··· Listing ···
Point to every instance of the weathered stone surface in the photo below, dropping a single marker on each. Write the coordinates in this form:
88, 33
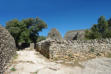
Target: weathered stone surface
71, 50
7, 48
74, 35
54, 34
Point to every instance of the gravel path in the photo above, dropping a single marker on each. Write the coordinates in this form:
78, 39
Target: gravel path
31, 62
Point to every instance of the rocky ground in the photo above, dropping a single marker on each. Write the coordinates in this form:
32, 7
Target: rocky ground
31, 62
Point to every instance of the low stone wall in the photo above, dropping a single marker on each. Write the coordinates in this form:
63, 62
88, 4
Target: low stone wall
7, 48
68, 50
···
* [Work instructions]: Reproduce, word for word, the stretch of the entries from the line containing "Point to every instance of the low" through the end of the entries.

* [Written solution]:
Point to every instance of the low stone wall in the photo above, dropping a single marker on each. Write the coordinates in this form:
63, 62
88, 4
Target: low stone wall
7, 48
68, 50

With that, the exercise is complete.